- TASK LIST
A. In the article on state health care nullification, what is the bill number of the measure Rep. Cynthia Davis pre-filed?
B. Update everything from "In 2010, residents" down to "health care plan." in the article on state health care nullification, replacing "Arizona" with "Oklahoma".

- TEXT SECTION
---
Written by Michael Boldin
In response to what some opponents see as a Congress that doesn't represent their interests, State Legislators are looking to the nearly forgotten American political tradition of nullification as a way to reject any potential national health care program that may be coming from Washington.
In 2010, residents of Arizona will be voting on a State Constitutional Amendment that would let them effectively opt out of any proposed national health care plan.
And now, Missouri is joining them. According to a report in The Missourian, "Rep. Cynthia Davis, R-O'Fallon, pre-filed a bill Dec. 1 that, if approved by voters, would effectively put a halt on any national health care legislation. Davis said her intent was to give voters a way to protect themselves."
FREEDOM TO PARTICIPATE
The bill, HJR48, "Proposes a constitutional amendment which would prohibit compelling a person to participate in any health care system."
"To preserve the freedom of citizens of this state to provide for their health care, no law or rule shall compel, directly or indirectly or through penalties or fines, any person, employer, or health care provider to participate in any health care system. A person or employer may pay directly for lawful health care services and shall not be required to pay penalties or fines for paying directly for lawful health care services. A health care provider may accept direct payment for lawful health care services and shall not be required to pay penalties or fines for accepting direct payment from a person or employer for lawful health care services. Subject to reasonable and necessary rules that do not substantially limit a person's options, the purchase or sale of health insurance in private health care systems shall not be prohibited by law or rule."
---
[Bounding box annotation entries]
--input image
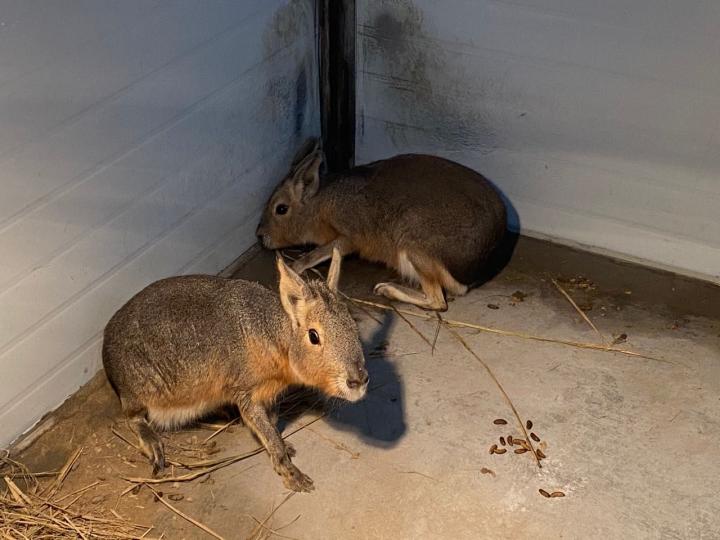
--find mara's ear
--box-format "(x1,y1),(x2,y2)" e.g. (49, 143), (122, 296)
(292, 149), (324, 201)
(328, 247), (342, 292)
(290, 137), (321, 171)
(276, 253), (310, 329)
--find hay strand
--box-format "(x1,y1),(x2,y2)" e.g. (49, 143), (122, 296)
(550, 278), (606, 343)
(347, 297), (682, 365)
(147, 486), (225, 540)
(438, 314), (542, 469)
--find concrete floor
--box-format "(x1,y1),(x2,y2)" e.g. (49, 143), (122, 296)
(11, 238), (720, 539)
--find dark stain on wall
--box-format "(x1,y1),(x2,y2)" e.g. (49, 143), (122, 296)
(359, 0), (497, 152)
(263, 0), (317, 144)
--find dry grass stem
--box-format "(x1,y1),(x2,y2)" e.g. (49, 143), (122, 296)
(43, 446), (83, 497)
(348, 297), (668, 365)
(438, 316), (542, 468)
(248, 491), (295, 540)
(550, 279), (606, 343)
(390, 305), (434, 350)
(147, 486), (225, 540)
(0, 448), (152, 540)
(120, 413), (327, 488)
(203, 418), (240, 444)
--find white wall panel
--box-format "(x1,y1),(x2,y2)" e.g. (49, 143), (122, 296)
(357, 0), (720, 281)
(0, 0), (319, 445)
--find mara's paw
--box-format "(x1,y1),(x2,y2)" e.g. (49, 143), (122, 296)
(290, 259), (307, 275)
(148, 439), (165, 477)
(373, 283), (392, 296)
(284, 441), (297, 457)
(280, 464), (315, 493)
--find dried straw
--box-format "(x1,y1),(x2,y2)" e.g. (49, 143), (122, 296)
(550, 279), (606, 343)
(346, 296), (679, 364)
(147, 486), (225, 540)
(438, 314), (542, 469)
(0, 448), (152, 540)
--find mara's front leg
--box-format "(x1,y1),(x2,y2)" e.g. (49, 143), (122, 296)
(292, 237), (352, 274)
(238, 402), (315, 491)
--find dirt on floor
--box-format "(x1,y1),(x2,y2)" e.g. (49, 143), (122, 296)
(0, 238), (720, 539)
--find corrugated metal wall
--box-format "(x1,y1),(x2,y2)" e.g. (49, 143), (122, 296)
(0, 0), (319, 446)
(357, 0), (720, 281)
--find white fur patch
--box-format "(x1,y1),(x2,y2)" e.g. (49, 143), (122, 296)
(398, 251), (420, 283)
(148, 402), (219, 429)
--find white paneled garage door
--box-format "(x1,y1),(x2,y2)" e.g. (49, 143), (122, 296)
(0, 0), (319, 445)
(356, 0), (720, 282)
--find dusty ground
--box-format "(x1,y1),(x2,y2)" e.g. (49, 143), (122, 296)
(7, 239), (720, 539)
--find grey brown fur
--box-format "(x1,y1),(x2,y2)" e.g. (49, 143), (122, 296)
(257, 139), (507, 310)
(103, 252), (368, 491)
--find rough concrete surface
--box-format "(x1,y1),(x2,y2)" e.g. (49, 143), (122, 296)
(7, 238), (720, 539)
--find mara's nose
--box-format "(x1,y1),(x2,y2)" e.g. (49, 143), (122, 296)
(345, 367), (370, 389)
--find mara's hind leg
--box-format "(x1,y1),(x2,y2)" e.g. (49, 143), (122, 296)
(440, 268), (468, 296)
(373, 255), (447, 311)
(123, 404), (165, 476)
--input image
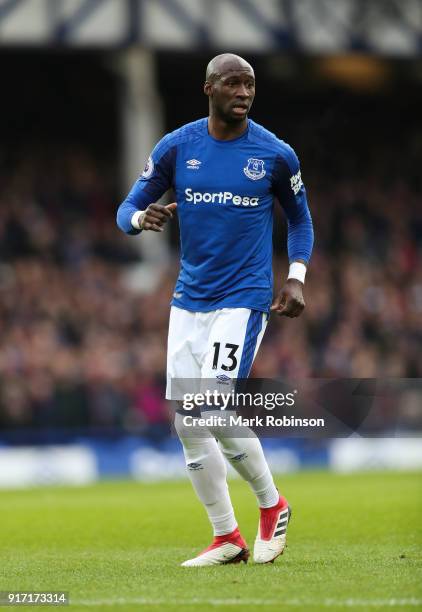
---
- REPLIES
A. HJR48

B.
In 2010, residents of Oklahoma will be voting on a State Constitutional Amendment that would let them effectively opt out of any proposed national health care plan.